● ИСХОДНОЕ ЗАДАНИЕ 1
Согласуются ли с приведенным ниже фрагментом о стихах Брэдбери утверждения (a), (b) и (c)? На каждое ответьте «да» или «нет» и дословно процитируйте решающие слова фрагмента.
(a) Стихотворение «Проблем в дорогу не бери» дано в переводе Юлии Качалкиной.
(b) В стихотворении «Проблем в дорогу не бери» туристу советуют задержаться в Вечном городе.
(c) Стихотворение «Искусство не даст умереть от правды» названо апологией естественной среды.

● ИСХОДНЫЙ ТЕКСТ
________________________________________

Здесь нам придётся оставить его мистические прозрения, почерпнутые и из христианства, и из античности, и вернуться к Брэдбери.
***
Что мямля Мелвилл знал?
И Дикинсон? И По?
Как Бог был мал и дик
в их жизни быстротечной.
Но каждый видел знак.
Из песен строил плот.
И плыл — как Моби Дик —
навстречу жизни вечной.
- говорится Р.Д.Б. в стихотворении «Искусство не даст умереть от правды», апологии искусственной (artificial) среды, создаваемой авторами вокруг непрерывных страданий («Искусство — наш редут,/пока мы скрыты в нем,/у мира нет вериг/смирить твою свободу» - перевод Юлии Качалкиной).
«Дикость и малость» Бога в наследии авторов XIX-го столетия Брэдбери опознаётся не столько как подчёркивание своей прозорливости, сколько как осознание кривизны пути, по которому пошла и словесность, и цивилизация в целом. Занятно отношение к первому Риму в его стихотворении «Проблем в дорогу не бери» (перевод Юлии Качалкиной):
Турист, дыши легко и ровно:
давно Нерона нет на свете.
Смотри, как трескается плоть
холодных статуй в полдень жаркий.
Турист, гони страданья прочь:
удел у этих статуй — жалкий.
Таков же будет твой удел.
Зачем, меланхоличный мой,
ты в Вечный город прилетел?
Скорей лети домой!

________________________________________

● ПРЕДОСТАВЛЕННЫЕ ЗАПИСИ
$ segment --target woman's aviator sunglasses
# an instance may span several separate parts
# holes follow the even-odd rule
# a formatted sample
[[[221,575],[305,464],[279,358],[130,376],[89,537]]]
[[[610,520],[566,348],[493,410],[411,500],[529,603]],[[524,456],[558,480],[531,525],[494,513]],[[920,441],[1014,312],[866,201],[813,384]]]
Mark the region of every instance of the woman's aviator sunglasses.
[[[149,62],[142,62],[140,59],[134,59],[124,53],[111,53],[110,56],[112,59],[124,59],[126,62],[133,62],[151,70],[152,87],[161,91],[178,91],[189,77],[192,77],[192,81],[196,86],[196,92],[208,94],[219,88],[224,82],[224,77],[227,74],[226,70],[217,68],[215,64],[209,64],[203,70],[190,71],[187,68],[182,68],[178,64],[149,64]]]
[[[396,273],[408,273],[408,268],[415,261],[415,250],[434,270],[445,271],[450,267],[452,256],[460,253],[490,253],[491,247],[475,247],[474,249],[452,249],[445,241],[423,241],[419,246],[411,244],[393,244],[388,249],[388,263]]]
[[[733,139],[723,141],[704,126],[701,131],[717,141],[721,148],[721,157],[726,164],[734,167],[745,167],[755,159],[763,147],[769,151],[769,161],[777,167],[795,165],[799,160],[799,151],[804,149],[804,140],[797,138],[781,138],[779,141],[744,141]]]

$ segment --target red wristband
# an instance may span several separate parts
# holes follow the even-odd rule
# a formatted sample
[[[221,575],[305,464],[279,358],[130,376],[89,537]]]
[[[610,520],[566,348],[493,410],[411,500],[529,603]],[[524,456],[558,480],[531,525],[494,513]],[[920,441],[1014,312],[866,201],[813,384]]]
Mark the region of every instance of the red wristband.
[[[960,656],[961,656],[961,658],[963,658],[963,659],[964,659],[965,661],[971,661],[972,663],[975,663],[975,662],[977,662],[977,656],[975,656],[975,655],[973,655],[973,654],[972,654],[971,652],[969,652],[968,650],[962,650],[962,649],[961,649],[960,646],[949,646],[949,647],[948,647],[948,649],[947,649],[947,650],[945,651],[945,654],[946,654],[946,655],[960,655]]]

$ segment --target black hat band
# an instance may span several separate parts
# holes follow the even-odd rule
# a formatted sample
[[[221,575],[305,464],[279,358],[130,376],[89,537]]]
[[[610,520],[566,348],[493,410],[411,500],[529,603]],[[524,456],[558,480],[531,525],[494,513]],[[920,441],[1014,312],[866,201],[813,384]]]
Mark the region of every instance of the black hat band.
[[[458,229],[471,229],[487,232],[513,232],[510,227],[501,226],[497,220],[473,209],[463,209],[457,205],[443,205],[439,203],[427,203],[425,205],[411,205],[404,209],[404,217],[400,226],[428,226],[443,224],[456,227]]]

________________________________________

● ИСХОДНОЕ ЗАДАНИЕ 2
Переименуйте «black hat band» в «dark hat strap» в записях от строки с «--target black hat band» до строки с «Mark the region of every instance of the black» включительно. Приведите только эти строки, не меняя в них больше ничего.

● ПРАВИЛЬНЫЙ ОТВЕТ 1
(a) Да: «Проблем в дорогу не бери» (перевод Юлии Качалкиной).
(b) Нет: «Скорей лети домой!»
(c) Нет: «апологии искусственной (artificial) среды».

● ПРАВИЛЬНЫЙ ОТВЕТ 2
$ segment --target dark hat strap
# an instance may span several separate parts
# holes follow the even-odd rule
# a formatted sample
[[[221,575],[305,464],[279,358],[130,376],[89,537]]]
[[[610,520],[566,348],[493,410],[411,500],[529,603]],[[524,456],[558,480],[531,525],[494,513]],[[920,441],[1014,312],[866,201],[813,384]]]
Mark the region of every instance of the dark hat strap.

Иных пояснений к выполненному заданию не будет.